*Problem*
Rewrite these lines with every "white wall" changed to "cream wall", leaving everything else unchanged.

--- START ---

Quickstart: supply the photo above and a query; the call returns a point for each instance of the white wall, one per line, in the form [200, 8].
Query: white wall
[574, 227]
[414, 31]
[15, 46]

--- END ---

*Solution*
Quickstart: supply the photo above and a query; the call returns a point for each instance of the cream wall, one per line, in the form [200, 8].
Query: cream wall
[574, 227]
[414, 31]
[15, 46]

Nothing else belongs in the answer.